**What the exercise asks:** Copy each line of the following material that has the string "striped".

(Beginning of Stored data)

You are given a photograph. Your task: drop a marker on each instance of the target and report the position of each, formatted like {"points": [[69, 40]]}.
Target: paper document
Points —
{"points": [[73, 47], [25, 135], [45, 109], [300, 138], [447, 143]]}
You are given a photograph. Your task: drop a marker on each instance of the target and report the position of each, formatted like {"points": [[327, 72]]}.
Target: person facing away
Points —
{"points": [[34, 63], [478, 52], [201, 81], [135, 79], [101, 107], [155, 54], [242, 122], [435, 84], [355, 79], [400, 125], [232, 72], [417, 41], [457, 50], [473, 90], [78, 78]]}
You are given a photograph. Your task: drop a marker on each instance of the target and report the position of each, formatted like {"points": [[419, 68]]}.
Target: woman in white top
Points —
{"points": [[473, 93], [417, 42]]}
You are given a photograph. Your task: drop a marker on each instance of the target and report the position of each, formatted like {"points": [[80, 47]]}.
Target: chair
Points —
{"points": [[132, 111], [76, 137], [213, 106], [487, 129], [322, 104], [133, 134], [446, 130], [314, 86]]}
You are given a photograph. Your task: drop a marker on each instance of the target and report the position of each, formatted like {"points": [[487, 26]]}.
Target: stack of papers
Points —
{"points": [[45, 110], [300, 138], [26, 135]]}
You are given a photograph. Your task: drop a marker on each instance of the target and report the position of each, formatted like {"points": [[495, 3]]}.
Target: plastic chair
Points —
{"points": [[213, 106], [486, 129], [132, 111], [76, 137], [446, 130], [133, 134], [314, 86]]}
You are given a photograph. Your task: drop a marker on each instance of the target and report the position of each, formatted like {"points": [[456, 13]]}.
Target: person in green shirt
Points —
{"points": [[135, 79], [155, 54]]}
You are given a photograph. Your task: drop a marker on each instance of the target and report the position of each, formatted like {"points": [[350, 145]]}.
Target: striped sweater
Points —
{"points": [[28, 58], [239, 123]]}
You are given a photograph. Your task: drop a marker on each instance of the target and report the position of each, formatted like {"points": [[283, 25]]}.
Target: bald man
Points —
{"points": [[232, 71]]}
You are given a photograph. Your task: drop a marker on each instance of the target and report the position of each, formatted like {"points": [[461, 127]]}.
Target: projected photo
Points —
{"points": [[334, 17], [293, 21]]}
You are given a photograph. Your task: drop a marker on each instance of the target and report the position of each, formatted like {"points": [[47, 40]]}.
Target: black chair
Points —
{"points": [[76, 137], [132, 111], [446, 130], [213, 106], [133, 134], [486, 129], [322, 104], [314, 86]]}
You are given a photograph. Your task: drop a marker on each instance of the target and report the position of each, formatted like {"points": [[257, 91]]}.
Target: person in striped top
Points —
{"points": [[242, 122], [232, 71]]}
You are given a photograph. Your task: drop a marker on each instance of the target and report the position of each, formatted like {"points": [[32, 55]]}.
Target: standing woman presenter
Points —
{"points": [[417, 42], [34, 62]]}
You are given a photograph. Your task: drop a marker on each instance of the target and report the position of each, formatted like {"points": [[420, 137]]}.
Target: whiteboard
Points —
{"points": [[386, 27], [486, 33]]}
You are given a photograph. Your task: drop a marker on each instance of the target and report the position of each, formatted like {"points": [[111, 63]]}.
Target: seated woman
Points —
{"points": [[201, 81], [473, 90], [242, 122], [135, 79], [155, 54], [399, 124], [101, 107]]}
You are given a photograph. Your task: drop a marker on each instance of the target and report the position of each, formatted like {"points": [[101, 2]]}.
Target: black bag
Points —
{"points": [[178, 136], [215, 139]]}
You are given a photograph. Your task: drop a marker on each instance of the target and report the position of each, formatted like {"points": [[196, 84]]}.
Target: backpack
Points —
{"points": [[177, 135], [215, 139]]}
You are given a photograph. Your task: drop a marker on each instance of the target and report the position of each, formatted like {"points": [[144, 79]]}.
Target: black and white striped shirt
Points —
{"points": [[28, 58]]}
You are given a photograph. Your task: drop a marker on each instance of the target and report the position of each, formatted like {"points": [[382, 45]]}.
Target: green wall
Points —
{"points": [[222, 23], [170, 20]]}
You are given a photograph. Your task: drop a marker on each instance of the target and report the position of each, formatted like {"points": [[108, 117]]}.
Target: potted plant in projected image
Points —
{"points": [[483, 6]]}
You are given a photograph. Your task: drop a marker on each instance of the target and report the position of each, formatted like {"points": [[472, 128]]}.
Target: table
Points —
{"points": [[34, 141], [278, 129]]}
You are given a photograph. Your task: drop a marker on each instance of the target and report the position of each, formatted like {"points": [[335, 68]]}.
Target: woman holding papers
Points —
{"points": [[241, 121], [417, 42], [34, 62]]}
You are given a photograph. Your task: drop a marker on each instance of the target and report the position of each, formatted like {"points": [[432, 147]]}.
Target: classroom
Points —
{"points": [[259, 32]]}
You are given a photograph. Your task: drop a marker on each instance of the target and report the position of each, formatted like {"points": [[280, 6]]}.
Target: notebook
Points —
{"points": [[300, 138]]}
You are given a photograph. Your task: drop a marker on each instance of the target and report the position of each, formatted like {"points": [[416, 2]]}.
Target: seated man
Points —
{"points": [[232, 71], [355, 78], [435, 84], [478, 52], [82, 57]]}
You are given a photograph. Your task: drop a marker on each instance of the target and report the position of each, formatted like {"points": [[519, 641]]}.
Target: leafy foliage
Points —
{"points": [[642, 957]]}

(End of Stored data)

**Output below:**
Target: striped sweater
Target: person in striped top
Target: black and white striped shirt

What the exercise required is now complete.